WHAT TO PRODUCE | Count the lines in the listing below that contain the word "black", and reply with that number alone.
## begin
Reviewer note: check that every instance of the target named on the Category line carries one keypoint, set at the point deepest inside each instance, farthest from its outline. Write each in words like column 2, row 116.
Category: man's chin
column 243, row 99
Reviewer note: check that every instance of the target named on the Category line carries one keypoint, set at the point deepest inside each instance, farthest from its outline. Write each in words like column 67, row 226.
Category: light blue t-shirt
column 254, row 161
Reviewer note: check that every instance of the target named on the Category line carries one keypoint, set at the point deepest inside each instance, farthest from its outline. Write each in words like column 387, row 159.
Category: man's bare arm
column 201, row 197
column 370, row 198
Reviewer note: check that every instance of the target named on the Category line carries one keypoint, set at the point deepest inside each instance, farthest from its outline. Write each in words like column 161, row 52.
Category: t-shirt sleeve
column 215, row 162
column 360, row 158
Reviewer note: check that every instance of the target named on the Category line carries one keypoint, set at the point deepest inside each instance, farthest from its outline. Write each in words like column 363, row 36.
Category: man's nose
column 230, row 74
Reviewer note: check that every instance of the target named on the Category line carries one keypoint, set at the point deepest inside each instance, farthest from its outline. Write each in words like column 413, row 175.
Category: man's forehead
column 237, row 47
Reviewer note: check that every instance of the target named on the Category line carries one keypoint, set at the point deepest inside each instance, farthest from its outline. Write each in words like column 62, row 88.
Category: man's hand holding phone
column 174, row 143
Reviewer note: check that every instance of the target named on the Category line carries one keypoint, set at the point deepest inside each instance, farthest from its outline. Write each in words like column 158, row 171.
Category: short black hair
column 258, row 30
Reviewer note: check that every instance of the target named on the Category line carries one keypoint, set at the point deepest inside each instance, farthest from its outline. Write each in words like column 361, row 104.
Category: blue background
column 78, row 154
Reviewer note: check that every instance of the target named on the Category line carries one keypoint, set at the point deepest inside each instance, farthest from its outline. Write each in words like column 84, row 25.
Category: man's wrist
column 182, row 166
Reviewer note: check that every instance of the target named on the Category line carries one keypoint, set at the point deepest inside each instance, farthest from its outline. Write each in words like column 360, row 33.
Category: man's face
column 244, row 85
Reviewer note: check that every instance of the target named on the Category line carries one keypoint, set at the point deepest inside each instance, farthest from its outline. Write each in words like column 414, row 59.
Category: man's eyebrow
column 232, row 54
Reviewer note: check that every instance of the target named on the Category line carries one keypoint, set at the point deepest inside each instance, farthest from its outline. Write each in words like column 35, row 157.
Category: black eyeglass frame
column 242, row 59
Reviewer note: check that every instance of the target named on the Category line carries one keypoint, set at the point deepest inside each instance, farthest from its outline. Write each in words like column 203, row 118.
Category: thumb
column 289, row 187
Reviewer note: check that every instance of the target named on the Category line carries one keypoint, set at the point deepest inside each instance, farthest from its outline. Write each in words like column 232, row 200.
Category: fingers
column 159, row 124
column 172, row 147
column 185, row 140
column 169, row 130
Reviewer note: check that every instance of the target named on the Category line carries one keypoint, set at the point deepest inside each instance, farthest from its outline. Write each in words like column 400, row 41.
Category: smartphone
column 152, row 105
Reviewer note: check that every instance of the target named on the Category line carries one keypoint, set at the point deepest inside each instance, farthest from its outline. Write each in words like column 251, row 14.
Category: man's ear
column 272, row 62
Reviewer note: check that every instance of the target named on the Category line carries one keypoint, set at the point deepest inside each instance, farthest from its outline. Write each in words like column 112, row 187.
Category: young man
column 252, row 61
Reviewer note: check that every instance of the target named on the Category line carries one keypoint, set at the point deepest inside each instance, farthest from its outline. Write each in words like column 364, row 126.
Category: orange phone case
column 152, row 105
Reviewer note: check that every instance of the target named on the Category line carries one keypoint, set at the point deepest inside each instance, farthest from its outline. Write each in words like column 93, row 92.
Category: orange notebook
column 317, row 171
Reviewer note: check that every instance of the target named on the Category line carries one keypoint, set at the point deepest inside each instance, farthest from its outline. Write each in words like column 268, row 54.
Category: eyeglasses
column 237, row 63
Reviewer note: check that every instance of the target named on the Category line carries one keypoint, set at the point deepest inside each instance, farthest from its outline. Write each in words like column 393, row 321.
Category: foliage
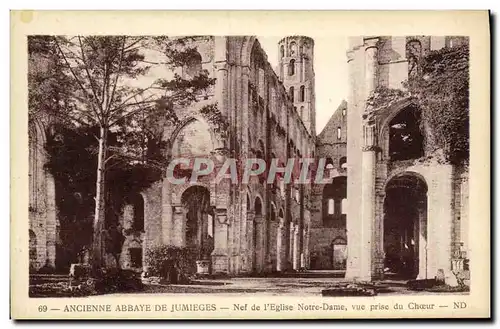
## end
FINISHED ANSWER | 2